WHAT NEEDS TO BE DONE:
Arrange the material, from its first line through the line containing "Please answer as", as a numbered list, with any blank lines omitted.

MATERIAL PROVIDED:
**********

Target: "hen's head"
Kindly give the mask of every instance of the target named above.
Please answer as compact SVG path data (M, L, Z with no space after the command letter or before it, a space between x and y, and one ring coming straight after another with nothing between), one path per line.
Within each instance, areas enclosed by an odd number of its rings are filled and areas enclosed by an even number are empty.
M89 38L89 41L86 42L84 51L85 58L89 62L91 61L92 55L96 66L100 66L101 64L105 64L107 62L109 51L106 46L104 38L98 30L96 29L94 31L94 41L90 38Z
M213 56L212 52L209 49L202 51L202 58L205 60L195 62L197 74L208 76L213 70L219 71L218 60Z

**********

RESULT FOR THIS EXERCISE:
1. Target: "hen's head"
2. Kindly give the mask of every instance of the target named above.
3. Please answer as compact SVG path data (M, L, Z with no space after the command letter or before it, a space between x and y, and one ring coming straight after another with nothing between), one path per line.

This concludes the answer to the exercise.